Exercise task: Repeat verbatim the lines of the material below, from the line containing "of the exterior" up to and including the line containing "[[137, 287]]".

====

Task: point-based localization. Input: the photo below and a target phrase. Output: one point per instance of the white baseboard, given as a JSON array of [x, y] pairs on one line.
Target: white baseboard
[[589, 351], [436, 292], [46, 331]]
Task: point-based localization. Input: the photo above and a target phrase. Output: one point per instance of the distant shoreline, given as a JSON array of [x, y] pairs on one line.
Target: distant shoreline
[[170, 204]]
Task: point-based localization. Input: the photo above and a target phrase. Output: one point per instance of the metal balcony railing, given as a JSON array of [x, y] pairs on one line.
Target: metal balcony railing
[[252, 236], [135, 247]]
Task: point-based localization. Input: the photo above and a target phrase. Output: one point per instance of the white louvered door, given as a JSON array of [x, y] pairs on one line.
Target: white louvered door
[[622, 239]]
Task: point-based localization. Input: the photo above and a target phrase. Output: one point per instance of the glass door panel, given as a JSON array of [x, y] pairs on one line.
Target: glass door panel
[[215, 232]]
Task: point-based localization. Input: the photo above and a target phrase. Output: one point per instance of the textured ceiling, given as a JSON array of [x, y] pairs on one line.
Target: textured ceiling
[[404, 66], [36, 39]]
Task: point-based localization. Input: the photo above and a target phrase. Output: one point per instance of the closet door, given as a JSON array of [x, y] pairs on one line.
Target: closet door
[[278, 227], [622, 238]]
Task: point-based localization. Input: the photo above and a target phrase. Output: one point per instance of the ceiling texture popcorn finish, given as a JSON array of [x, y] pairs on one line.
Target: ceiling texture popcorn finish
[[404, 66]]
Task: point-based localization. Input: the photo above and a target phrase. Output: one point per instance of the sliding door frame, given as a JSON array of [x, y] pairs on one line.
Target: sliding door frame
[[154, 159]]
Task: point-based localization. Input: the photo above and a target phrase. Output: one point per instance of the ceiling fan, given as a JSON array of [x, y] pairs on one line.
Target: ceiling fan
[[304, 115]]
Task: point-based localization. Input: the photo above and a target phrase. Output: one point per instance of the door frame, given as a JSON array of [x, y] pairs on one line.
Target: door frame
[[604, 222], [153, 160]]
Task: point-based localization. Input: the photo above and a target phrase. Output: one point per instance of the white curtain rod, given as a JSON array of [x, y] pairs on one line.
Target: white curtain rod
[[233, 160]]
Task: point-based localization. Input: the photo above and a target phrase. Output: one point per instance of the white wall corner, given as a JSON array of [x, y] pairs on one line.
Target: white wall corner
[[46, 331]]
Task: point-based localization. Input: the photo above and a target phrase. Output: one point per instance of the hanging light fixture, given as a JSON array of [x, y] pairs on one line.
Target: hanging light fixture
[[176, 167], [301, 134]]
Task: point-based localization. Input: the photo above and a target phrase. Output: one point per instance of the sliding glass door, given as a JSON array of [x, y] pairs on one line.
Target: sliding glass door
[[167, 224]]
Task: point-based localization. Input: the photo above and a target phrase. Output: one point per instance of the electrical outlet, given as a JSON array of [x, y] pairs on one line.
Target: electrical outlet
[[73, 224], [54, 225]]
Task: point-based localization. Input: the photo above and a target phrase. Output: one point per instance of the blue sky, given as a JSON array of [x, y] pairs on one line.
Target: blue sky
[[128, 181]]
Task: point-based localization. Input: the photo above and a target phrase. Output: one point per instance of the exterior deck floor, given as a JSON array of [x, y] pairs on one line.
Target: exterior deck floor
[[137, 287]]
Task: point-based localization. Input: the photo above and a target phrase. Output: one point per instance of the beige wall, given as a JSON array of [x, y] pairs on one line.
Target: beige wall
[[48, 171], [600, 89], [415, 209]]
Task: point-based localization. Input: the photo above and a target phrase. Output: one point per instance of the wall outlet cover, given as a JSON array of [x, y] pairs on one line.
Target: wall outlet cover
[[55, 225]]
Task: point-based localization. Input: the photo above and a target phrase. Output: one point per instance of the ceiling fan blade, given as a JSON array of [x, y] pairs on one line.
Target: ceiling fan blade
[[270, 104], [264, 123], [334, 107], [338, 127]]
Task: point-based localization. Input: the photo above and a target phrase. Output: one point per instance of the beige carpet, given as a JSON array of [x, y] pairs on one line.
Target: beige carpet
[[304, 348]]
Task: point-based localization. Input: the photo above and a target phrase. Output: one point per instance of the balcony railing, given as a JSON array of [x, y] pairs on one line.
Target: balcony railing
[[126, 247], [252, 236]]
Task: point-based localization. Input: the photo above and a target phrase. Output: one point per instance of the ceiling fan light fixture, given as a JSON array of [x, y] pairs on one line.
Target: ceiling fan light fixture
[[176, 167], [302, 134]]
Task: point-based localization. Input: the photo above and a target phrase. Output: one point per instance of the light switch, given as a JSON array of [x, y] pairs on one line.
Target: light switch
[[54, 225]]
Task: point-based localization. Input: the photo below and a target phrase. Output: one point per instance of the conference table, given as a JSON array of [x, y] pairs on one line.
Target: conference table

====

Answer to this exercise:
Task: point-based localization. Input: the photo above and a target phrase. Output: one point per instance of the exterior deck floor, given as a JSON array of [x, y] pairs on one line.
Target: exterior deck floor
[[137, 287]]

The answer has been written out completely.